— DATA FOR PROCESSING —

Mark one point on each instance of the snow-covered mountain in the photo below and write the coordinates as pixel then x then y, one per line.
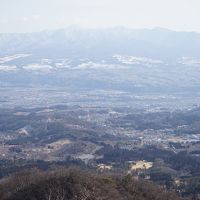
pixel 115 58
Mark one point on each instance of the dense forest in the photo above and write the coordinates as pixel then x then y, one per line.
pixel 74 184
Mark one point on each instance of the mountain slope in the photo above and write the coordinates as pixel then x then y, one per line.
pixel 73 184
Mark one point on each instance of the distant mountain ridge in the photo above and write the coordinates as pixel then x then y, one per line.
pixel 114 58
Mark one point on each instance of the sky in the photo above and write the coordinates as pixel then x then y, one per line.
pixel 38 15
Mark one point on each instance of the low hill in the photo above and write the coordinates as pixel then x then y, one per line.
pixel 73 184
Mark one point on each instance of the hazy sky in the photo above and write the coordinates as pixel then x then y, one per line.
pixel 36 15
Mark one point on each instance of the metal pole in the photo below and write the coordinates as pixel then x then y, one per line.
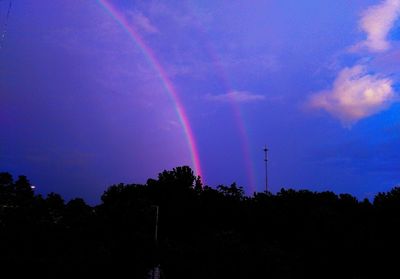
pixel 266 167
pixel 156 227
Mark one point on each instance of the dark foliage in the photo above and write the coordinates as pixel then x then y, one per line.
pixel 202 232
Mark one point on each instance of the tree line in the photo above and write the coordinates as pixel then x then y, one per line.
pixel 202 232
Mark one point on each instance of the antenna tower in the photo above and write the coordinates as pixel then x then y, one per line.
pixel 266 167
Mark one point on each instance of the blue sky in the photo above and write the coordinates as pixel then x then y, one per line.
pixel 317 81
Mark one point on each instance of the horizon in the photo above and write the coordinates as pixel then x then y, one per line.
pixel 108 91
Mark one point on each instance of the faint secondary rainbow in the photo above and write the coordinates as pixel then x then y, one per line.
pixel 167 83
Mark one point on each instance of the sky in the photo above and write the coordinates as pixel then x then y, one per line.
pixel 99 92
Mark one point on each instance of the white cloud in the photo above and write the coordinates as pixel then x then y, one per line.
pixel 376 22
pixel 355 95
pixel 237 96
pixel 143 22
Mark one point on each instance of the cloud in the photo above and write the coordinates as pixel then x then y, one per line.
pixel 143 22
pixel 355 95
pixel 236 96
pixel 377 21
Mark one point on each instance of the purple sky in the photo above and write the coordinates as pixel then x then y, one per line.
pixel 82 106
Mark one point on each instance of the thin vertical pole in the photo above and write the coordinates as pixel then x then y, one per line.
pixel 266 167
pixel 156 227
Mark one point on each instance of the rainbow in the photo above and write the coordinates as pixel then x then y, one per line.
pixel 167 83
pixel 244 140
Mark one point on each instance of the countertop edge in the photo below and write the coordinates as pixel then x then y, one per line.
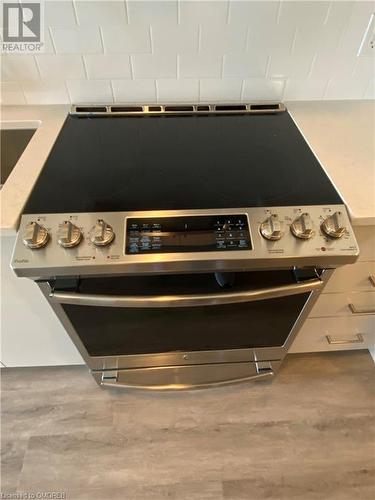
pixel 15 193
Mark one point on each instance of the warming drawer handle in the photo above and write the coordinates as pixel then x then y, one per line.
pixel 213 299
pixel 358 339
pixel 361 310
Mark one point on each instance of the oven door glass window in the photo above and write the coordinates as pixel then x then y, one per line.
pixel 114 331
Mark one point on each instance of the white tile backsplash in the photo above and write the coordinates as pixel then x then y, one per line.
pixel 245 64
pixel 58 66
pixel 216 38
pixel 152 12
pixel 127 39
pixel 12 93
pixel 154 65
pixel 43 92
pixel 185 38
pixel 305 89
pixel 184 50
pixel 142 91
pixel 90 91
pixel 200 65
pixel 270 89
pixel 59 14
pixel 203 12
pixel 82 39
pixel 212 89
pixel 172 90
pixel 99 12
pixel 107 66
pixel 18 68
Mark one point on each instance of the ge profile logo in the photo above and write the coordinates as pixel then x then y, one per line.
pixel 22 24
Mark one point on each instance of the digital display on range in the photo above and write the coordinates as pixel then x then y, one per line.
pixel 198 233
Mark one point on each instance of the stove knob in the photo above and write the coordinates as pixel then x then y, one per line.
pixel 102 233
pixel 69 235
pixel 35 236
pixel 333 226
pixel 303 227
pixel 272 228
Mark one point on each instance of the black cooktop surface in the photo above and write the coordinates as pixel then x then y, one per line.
pixel 103 164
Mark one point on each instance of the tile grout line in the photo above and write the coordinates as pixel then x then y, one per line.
pixel 102 40
pixel 85 67
pixel 52 40
pixel 309 73
pixel 178 12
pixel 326 88
pixel 112 90
pixel 242 89
pixel 126 11
pixel 292 47
pixel 131 66
pixel 267 73
pixel 278 15
pixel 327 14
pixel 67 89
pixel 75 13
pixel 228 11
pixel 151 38
pixel 247 40
pixel 156 90
pixel 37 67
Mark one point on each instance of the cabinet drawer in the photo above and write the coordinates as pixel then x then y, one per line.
pixel 344 304
pixel 335 334
pixel 366 240
pixel 356 277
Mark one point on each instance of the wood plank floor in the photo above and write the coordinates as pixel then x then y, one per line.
pixel 307 435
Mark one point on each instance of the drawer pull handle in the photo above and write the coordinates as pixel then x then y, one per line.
pixel 361 310
pixel 357 340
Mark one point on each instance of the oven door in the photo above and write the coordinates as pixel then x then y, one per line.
pixel 134 322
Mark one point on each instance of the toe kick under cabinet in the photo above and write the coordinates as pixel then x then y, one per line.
pixel 344 316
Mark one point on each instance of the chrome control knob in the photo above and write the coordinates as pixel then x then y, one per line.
pixel 101 234
pixel 333 226
pixel 302 227
pixel 69 235
pixel 272 228
pixel 35 236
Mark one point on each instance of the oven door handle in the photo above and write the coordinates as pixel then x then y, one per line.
pixel 212 299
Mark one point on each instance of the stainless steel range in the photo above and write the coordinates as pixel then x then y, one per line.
pixel 182 246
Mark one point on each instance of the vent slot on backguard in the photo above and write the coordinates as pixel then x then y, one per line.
pixel 175 109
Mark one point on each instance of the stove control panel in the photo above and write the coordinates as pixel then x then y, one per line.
pixel 183 241
pixel 196 233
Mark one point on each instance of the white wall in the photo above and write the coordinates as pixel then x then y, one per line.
pixel 31 334
pixel 179 50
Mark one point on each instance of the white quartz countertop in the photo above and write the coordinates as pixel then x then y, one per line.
pixel 48 121
pixel 341 134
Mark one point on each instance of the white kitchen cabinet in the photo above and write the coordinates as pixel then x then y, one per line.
pixel 31 334
pixel 343 317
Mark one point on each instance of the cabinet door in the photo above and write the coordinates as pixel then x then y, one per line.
pixel 356 277
pixel 335 334
pixel 344 304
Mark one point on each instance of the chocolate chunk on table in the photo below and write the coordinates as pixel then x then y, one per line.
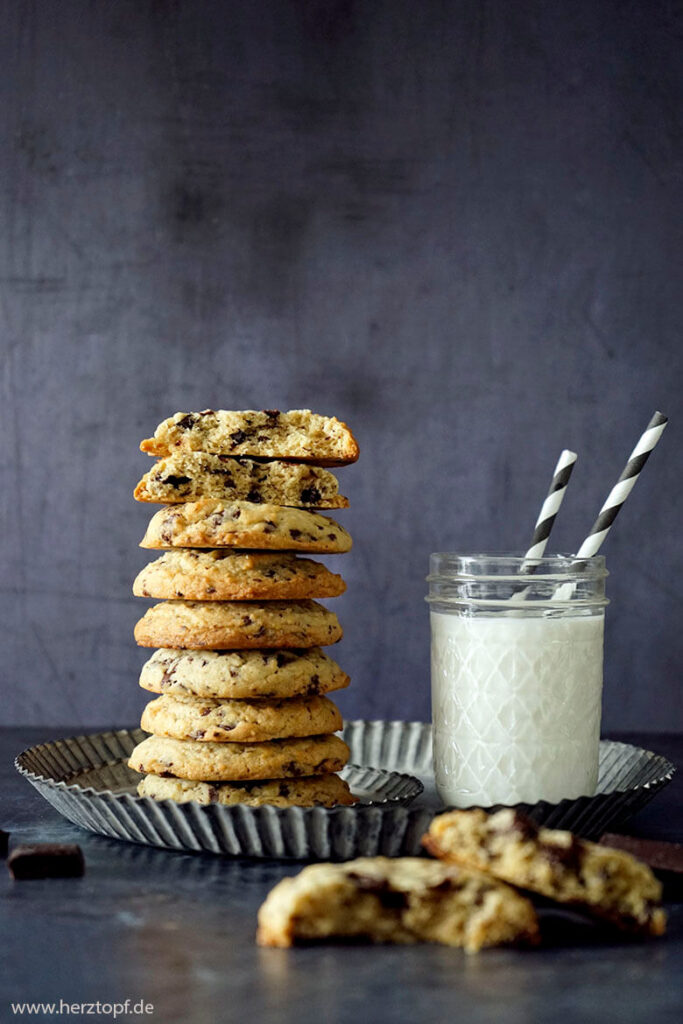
pixel 46 860
pixel 666 859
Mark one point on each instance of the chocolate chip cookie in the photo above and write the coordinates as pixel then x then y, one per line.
pixel 607 884
pixel 406 899
pixel 232 576
pixel 299 434
pixel 242 674
pixel 184 476
pixel 240 721
pixel 313 791
pixel 210 523
pixel 240 625
pixel 232 762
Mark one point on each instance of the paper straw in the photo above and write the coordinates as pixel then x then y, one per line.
pixel 547 515
pixel 616 497
pixel 551 506
pixel 623 487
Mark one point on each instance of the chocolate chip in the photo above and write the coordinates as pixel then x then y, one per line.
pixel 176 481
pixel 521 824
pixel 187 421
pixel 388 897
pixel 46 860
pixel 564 856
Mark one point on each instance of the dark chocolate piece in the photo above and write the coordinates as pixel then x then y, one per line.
pixel 46 860
pixel 666 859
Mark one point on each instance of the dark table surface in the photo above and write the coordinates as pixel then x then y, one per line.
pixel 177 931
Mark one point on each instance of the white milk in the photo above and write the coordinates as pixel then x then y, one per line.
pixel 516 707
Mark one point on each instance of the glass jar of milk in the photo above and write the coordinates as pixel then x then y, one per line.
pixel 516 669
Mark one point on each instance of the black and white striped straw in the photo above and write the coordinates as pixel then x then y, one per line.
pixel 551 506
pixel 623 487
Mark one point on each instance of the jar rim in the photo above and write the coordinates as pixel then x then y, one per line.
pixel 479 565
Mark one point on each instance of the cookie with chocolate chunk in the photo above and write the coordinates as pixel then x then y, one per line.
pixel 191 759
pixel 224 625
pixel 607 884
pixel 209 523
pixel 240 721
pixel 298 434
pixel 185 476
pixel 242 674
pixel 313 791
pixel 404 899
pixel 236 576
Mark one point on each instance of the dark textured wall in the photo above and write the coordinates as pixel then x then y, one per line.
pixel 455 225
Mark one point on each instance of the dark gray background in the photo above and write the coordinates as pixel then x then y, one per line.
pixel 454 225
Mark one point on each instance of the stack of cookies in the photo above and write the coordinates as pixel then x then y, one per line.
pixel 242 716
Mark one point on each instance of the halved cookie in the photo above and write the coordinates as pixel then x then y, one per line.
pixel 607 884
pixel 184 476
pixel 297 434
pixel 404 899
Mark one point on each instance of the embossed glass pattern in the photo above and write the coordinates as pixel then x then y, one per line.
pixel 516 677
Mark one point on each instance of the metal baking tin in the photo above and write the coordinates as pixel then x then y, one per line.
pixel 87 779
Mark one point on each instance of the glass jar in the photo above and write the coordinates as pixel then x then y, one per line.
pixel 516 675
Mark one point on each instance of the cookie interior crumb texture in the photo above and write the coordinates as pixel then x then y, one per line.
pixel 403 900
pixel 185 476
pixel 297 434
pixel 608 884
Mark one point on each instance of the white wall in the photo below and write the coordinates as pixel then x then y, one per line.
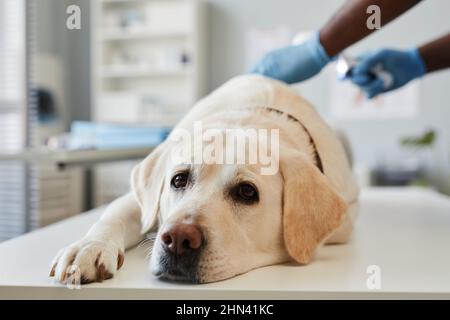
pixel 230 20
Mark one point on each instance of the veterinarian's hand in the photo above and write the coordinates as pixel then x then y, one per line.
pixel 294 63
pixel 87 260
pixel 402 66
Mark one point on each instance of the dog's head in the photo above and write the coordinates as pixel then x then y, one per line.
pixel 220 220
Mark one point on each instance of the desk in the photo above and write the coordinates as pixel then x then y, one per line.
pixel 406 232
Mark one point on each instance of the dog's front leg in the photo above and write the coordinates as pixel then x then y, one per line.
pixel 100 252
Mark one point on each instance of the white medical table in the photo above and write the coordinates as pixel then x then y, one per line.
pixel 405 233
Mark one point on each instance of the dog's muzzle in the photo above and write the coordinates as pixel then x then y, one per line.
pixel 182 245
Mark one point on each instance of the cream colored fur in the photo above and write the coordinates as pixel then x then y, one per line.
pixel 300 208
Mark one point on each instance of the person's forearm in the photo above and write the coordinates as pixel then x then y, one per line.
pixel 436 54
pixel 349 24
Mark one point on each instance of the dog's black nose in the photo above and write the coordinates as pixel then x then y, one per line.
pixel 182 238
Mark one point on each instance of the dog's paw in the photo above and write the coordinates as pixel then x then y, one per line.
pixel 87 261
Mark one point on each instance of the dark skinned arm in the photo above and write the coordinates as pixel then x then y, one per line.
pixel 348 25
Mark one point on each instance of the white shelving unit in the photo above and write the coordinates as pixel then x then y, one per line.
pixel 148 68
pixel 150 53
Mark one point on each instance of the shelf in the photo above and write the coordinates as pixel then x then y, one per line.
pixel 64 158
pixel 124 34
pixel 130 72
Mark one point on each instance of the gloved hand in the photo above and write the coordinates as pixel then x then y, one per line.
pixel 403 66
pixel 294 63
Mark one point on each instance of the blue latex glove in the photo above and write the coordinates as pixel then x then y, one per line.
pixel 295 63
pixel 403 66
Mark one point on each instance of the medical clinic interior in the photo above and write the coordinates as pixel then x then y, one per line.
pixel 89 88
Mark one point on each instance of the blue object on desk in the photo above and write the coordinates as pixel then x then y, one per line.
pixel 85 134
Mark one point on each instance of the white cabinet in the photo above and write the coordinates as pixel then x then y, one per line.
pixel 147 68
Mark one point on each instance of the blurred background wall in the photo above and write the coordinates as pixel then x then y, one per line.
pixel 228 24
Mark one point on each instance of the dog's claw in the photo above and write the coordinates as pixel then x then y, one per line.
pixel 120 259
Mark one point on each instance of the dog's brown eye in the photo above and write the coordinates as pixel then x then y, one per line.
pixel 247 193
pixel 180 180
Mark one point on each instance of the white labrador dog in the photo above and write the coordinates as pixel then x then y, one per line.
pixel 215 221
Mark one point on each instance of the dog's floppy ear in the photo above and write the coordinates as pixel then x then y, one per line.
pixel 311 208
pixel 147 181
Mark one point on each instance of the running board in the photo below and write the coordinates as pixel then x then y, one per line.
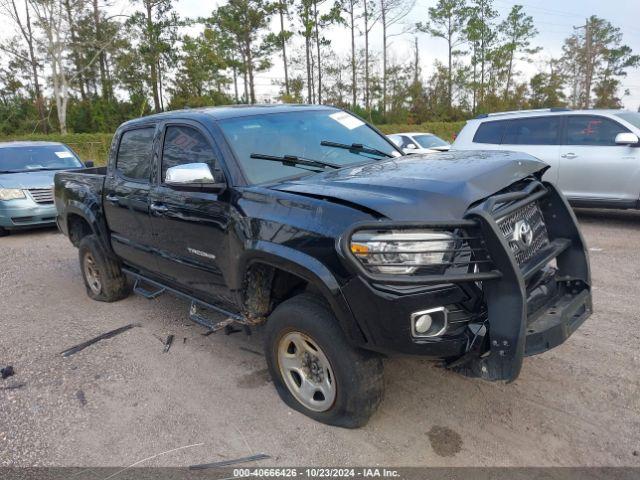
pixel 195 308
pixel 138 289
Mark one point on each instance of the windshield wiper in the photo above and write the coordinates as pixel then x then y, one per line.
pixel 292 161
pixel 356 147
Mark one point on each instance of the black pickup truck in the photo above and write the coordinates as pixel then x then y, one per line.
pixel 307 222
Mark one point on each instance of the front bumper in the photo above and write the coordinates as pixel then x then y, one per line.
pixel 26 213
pixel 519 310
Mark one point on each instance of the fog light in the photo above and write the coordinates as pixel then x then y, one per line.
pixel 429 323
pixel 423 323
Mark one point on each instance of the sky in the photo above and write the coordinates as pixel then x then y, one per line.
pixel 554 20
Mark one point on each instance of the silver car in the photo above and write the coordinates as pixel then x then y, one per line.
pixel 26 182
pixel 419 142
pixel 594 155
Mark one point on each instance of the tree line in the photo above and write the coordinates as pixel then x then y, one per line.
pixel 77 65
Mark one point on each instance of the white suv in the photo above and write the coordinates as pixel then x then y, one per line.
pixel 594 155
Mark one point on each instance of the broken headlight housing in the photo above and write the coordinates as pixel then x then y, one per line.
pixel 11 194
pixel 403 252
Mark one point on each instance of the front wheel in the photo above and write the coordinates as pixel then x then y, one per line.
pixel 314 368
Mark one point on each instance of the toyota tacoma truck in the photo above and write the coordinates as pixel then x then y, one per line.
pixel 310 224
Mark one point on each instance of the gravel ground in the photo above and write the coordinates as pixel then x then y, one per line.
pixel 123 399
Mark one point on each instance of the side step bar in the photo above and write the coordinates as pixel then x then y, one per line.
pixel 196 313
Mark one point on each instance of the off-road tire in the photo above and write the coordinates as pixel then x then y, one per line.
pixel 357 373
pixel 113 284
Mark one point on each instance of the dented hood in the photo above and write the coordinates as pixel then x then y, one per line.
pixel 438 186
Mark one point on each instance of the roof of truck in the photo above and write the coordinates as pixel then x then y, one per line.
pixel 228 111
pixel 27 144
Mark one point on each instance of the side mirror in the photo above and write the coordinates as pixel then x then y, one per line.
pixel 196 176
pixel 627 138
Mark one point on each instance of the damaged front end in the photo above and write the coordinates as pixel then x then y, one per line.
pixel 517 274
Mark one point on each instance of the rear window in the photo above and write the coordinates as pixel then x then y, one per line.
pixel 134 153
pixel 489 132
pixel 532 131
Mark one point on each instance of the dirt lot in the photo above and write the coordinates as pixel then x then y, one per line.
pixel 123 399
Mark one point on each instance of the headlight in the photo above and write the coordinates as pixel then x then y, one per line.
pixel 11 193
pixel 402 252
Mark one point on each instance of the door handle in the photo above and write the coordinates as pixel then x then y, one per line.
pixel 112 199
pixel 159 208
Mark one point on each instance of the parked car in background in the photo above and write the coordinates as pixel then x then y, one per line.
pixel 593 154
pixel 26 182
pixel 417 142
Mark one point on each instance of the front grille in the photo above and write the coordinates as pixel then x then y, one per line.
pixel 525 231
pixel 42 195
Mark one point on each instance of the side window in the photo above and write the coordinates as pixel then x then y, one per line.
pixel 185 145
pixel 134 153
pixel 592 130
pixel 489 132
pixel 532 131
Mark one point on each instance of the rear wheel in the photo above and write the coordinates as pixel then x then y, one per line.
pixel 314 368
pixel 103 277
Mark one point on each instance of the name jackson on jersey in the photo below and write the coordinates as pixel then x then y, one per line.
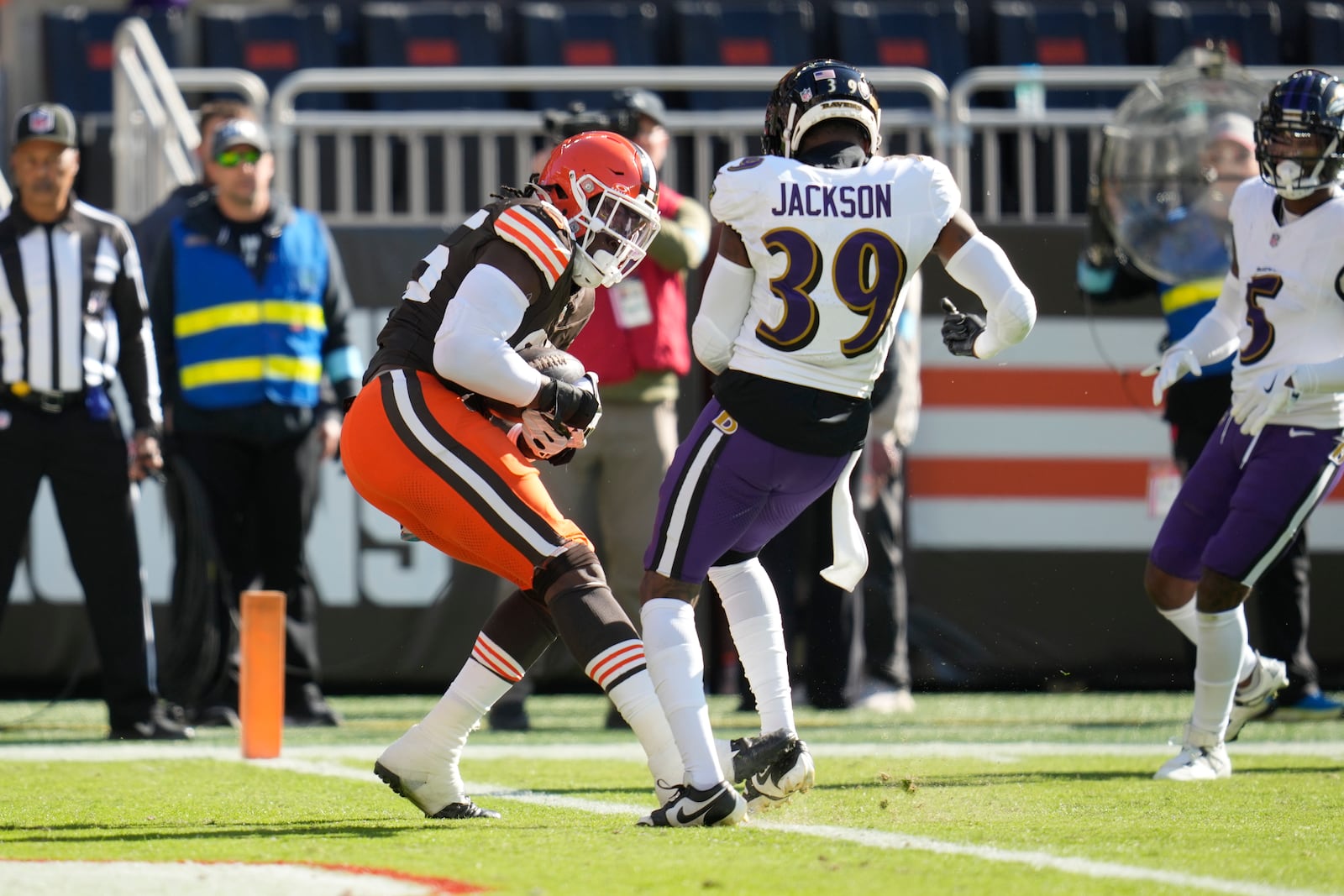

— BRIEF —
Leave the pictures out. Output exactly, and only, the lines from the one with "Mark one point on each instance of the parked" through the last line of the listing above, both included.

— REPLY TO THE TASK —
Mark one point on each instance of the parked car in background in the photo above and write the coordinates as pixel then x then y, one per line.
pixel 593 154
pixel 26 182
pixel 417 142
Mark one point on each instance of the front grille in the photo above and write the coordinates as pixel then x then y, one per line.
pixel 525 231
pixel 42 195
Mark one point on each instance of the side window in the photo above and write the coordinates as pixel then x then y, one per line.
pixel 185 145
pixel 134 153
pixel 592 130
pixel 489 132
pixel 532 131
Mark one point on each instance of the rear wheel in the photo above and write the coordinates as pixel then x then y, one per line.
pixel 314 368
pixel 103 277
Mark one point on each instance of the name jackson on jersey in the photo below and write the coordinates as pixel then x then y, one per line.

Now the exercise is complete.